Supplied passage =
┄┄┄┄┄┄┄┄┄┄

Syrian army captures key town of Qara from rebels
The Syrian army has taken control of Qara, a town near the Lebanese border.
The area is strategically significant, as it was on one of the opposition's last remaining supply routes.
The army launched its offensive on Friday, carrying out a series of air strikes and helicopter attacks. Thousands of Syrians fled into Lebanon.
Rebel group Jabat al-Nusra said that it and other groups had withdrawn from the area, and many rebels are reported to have been killed.
Qara lies 100km (60 miles) north of Damascus.
The Syrian government now controls the road linking the coast to the capital.
This means that the rebel-held suburbs around Damascus, which are already under siege and bombardment, will now be under even more pressure, correspondents say.
'In full control'
Government warplanes and artillery pounded Qara and its surrounding countryside on Monday, according to the UK-based Syrian Observatory for Human Rights monitoring group.
Rebels responded by shelling Damascus with mortar rounds that have hit the city almost every day over the past two weeks, leaving dozens dead or wounded.
About 10,000 Syrians are thought to have fled over the border to Lebanon, which is already hosting more than 800,000 refugees from the Syrian conflict.
But on Tuesday, state TV reported that troops were "in full control of Qara after wiping out all terrorist units in it".
A Syrian military source quoted by the AFP news agency said that a "large number of terrorists" had been killed.
The town has been in rebels hands for more than a year.
The Observatory confirmed that government troops were now in control of Qara.
It said the rebels, including members of the al-Qaeda-linked Nusra Front, had withdrawn, vowing to return at the earliest opportunity.
The Lebanon-based satellite TV channel al-Mayadeen - reporting from inside the town - said that troops had begun dismantling mines and explosives planted by the rebels. The channel showed soldiers on patrol searching for booby traps.
Correspondents say that the border offensive is part of a larger government push that began last month to capture opposition-held areas.
So far a succession of rebel-held suburbs south of Damascus have fallen to government forces, as well as areas around the northern city of Aleppo.

┄┄┄┄┄┄┄┄┄┄

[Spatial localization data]
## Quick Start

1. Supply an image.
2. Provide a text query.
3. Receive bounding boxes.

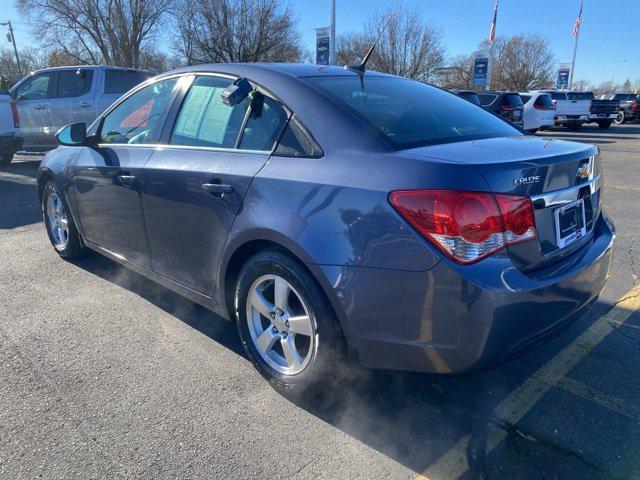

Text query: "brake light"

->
[389,190,536,265]
[9,102,20,128]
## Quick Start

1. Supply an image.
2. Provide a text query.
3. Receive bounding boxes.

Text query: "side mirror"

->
[56,123,87,147]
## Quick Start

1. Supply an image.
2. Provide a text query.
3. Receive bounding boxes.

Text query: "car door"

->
[72,77,178,267]
[48,68,95,144]
[142,75,287,296]
[11,71,57,149]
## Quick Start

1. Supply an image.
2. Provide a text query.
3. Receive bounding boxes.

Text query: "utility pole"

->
[329,0,336,65]
[0,20,22,73]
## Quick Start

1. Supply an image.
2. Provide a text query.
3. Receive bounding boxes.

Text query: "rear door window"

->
[56,68,93,98]
[169,75,252,148]
[104,69,152,94]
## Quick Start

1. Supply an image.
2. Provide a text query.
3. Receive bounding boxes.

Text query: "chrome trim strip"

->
[531,175,602,210]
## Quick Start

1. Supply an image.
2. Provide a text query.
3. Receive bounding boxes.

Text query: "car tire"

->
[42,180,84,259]
[234,250,346,394]
[0,153,13,167]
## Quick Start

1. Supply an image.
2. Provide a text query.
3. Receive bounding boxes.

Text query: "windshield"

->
[304,75,520,148]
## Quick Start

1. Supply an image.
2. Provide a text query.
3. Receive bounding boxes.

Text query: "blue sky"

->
[0,0,640,83]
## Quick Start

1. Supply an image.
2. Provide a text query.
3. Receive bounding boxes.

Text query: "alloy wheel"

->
[246,275,318,375]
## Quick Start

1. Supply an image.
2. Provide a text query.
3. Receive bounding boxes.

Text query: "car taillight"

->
[389,190,536,265]
[9,102,20,128]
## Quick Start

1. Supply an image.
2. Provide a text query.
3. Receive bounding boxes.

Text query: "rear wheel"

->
[0,153,13,166]
[235,251,344,393]
[42,181,84,259]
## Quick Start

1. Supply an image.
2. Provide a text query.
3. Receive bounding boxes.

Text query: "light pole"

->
[611,58,627,88]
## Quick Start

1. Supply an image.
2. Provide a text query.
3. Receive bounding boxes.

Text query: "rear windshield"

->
[533,94,553,107]
[549,92,567,100]
[502,93,522,107]
[567,92,593,100]
[104,70,153,93]
[304,75,520,148]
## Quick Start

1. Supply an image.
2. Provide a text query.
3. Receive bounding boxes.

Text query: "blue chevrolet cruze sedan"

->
[38,64,615,391]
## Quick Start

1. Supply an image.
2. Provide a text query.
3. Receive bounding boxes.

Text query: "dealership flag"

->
[573,2,582,37]
[489,0,498,45]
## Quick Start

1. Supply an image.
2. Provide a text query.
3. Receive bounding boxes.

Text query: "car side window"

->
[56,68,93,98]
[100,78,178,144]
[169,75,251,148]
[240,92,287,151]
[14,72,54,100]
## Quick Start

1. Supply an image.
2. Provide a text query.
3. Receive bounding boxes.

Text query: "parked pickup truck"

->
[0,92,22,166]
[541,90,591,130]
[567,92,618,128]
[9,65,153,151]
[600,93,640,124]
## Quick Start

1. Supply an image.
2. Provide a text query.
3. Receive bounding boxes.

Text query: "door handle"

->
[116,175,136,188]
[202,183,233,197]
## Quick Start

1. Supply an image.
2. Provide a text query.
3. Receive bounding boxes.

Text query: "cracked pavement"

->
[0,124,640,480]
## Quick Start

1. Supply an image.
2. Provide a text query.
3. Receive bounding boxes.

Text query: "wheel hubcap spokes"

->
[47,192,69,249]
[247,275,317,375]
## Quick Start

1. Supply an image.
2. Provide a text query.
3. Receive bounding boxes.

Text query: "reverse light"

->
[389,190,536,265]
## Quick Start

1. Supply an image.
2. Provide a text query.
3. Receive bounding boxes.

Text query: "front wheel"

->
[235,251,344,393]
[42,181,84,259]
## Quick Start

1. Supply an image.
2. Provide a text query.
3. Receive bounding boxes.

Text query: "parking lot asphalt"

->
[0,124,640,480]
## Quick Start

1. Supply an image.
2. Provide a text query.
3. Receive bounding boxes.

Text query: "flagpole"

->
[569,0,583,90]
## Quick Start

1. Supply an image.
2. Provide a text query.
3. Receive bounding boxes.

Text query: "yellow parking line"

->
[416,285,640,480]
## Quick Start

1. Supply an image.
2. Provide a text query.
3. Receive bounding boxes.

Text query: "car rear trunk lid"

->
[406,136,602,270]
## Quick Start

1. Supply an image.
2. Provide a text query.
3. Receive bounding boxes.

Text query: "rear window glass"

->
[502,93,522,107]
[104,70,153,93]
[305,75,519,148]
[533,95,553,107]
[549,92,567,100]
[567,92,593,100]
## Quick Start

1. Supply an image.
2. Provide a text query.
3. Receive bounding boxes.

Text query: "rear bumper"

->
[322,216,615,374]
[0,135,22,154]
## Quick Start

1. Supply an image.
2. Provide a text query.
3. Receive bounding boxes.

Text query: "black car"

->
[449,89,480,105]
[478,91,524,128]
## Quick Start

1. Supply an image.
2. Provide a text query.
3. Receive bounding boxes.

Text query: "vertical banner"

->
[556,63,571,90]
[472,53,489,87]
[316,27,331,65]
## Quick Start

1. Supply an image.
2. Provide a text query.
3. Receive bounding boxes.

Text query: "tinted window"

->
[56,69,93,98]
[304,75,519,148]
[13,72,53,100]
[567,92,593,100]
[100,78,178,144]
[502,93,522,107]
[104,70,152,93]
[240,93,287,150]
[478,93,498,107]
[274,116,323,158]
[170,76,251,148]
[533,94,553,107]
[549,92,567,100]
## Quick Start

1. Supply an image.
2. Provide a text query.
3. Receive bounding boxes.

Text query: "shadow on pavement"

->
[65,248,640,479]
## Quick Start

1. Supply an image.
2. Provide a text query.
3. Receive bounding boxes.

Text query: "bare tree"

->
[485,33,555,91]
[336,2,445,81]
[438,55,475,89]
[174,0,305,64]
[17,0,174,68]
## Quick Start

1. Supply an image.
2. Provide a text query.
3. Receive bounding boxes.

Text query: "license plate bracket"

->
[554,198,587,248]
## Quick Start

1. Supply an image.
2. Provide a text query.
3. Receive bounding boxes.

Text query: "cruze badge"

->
[576,157,593,180]
[513,175,540,187]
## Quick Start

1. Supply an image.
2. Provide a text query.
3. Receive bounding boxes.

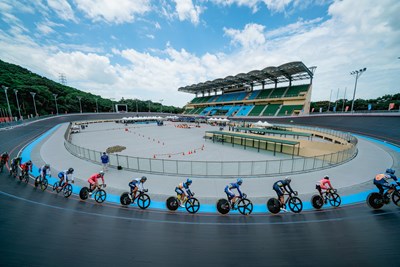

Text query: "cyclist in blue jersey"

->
[272,177,297,207]
[374,169,400,197]
[57,168,74,191]
[39,163,51,182]
[224,178,243,207]
[129,176,147,200]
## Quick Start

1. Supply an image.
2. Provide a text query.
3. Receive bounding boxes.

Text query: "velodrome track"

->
[0,114,400,266]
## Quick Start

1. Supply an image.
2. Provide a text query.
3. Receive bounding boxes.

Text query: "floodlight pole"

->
[14,89,22,119]
[77,96,82,113]
[30,92,37,117]
[160,99,164,113]
[1,85,12,120]
[53,94,58,115]
[350,68,367,113]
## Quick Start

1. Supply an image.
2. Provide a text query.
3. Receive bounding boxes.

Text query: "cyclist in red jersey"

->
[88,171,106,194]
[315,175,333,199]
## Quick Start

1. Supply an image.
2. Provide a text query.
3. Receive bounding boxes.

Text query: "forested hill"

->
[0,60,181,118]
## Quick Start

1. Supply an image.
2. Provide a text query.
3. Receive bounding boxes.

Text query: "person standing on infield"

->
[101,152,110,172]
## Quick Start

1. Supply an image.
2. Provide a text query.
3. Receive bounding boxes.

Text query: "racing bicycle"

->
[166,190,200,213]
[311,188,342,210]
[53,181,72,198]
[267,191,303,214]
[217,194,253,215]
[119,189,151,210]
[35,175,49,191]
[79,184,107,203]
[367,184,400,209]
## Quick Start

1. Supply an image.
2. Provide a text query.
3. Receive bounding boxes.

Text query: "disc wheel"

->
[217,198,231,214]
[267,198,281,214]
[288,197,303,213]
[79,187,89,200]
[185,197,200,213]
[94,189,107,203]
[166,197,179,211]
[311,195,324,210]
[63,184,72,198]
[392,191,400,207]
[137,194,151,210]
[367,192,384,210]
[237,198,253,215]
[328,193,342,208]
[119,192,131,206]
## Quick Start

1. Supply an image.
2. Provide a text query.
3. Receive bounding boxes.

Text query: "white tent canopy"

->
[253,121,274,127]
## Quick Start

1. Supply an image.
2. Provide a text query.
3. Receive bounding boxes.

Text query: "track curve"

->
[0,114,400,266]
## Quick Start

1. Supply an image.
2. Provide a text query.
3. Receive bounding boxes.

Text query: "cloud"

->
[47,0,77,22]
[224,23,266,50]
[174,0,202,25]
[74,0,151,24]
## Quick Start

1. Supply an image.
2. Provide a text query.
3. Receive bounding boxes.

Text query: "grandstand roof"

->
[178,61,313,94]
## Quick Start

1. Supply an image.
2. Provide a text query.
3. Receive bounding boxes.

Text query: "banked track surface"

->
[0,114,400,266]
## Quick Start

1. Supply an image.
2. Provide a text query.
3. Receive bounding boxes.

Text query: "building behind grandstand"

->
[178,62,315,117]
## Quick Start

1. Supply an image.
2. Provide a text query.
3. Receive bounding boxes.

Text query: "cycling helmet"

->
[386,168,395,174]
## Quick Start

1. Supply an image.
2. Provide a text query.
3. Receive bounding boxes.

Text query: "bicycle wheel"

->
[289,197,303,213]
[167,197,178,210]
[185,197,200,213]
[119,192,131,206]
[34,176,40,187]
[311,195,324,210]
[63,184,72,198]
[137,194,151,210]
[217,198,231,214]
[267,198,281,214]
[94,189,107,203]
[328,193,342,208]
[367,192,384,209]
[392,191,400,207]
[237,198,253,215]
[79,187,89,200]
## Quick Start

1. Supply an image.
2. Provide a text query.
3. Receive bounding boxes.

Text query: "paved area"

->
[31,124,400,203]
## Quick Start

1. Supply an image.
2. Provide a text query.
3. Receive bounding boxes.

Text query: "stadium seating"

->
[236,105,254,116]
[261,104,281,116]
[247,105,266,116]
[277,105,303,116]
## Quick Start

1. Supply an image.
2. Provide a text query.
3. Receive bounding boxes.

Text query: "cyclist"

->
[10,156,22,176]
[129,176,147,201]
[20,160,32,177]
[0,152,9,172]
[175,178,192,207]
[38,163,51,183]
[272,177,297,210]
[88,171,106,195]
[57,168,74,191]
[224,178,243,208]
[374,168,400,198]
[315,175,333,199]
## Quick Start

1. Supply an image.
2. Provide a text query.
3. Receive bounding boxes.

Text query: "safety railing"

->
[64,125,357,178]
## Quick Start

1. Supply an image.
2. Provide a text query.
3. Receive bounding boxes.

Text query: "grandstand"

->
[178,62,315,117]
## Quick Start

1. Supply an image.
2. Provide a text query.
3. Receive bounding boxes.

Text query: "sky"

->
[0,0,400,107]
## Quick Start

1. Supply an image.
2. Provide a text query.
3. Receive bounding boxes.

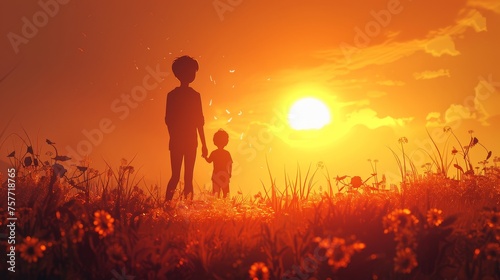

┄┄┄┄┄┄┄┄┄┄

Problem set =
(1) Using the report on Qara, answer:
(a) How far is Qara from Damascus, and in which direction?
(b) How many refugees from the Syrian conflict was Lebanon already hosting?
(c) For how long had the town been held by rebels?
(2) From the report on Qara, extract the stretch from "Correspondents say that" through "city of Aleppo.".
(3) Render this sentence from the report on Qara in Spanish: "Qara lies 100km (60 miles) north of Damascus."

Solutions per task =
(1)
(a) 100km (60 miles) north of Damascus
(b) More than 800,000
(c) More than a year

(2)
Correspondents say that the border offensive is part of a larger government push that began last month to capture opposition-held areas.
So far a succession of rebel-held suburbs south of Damascus have fallen to government forces, as well as areas around the northern city of Aleppo.

(3) Qara se encuentra a 100 km (60 millas) al norte de Damasco.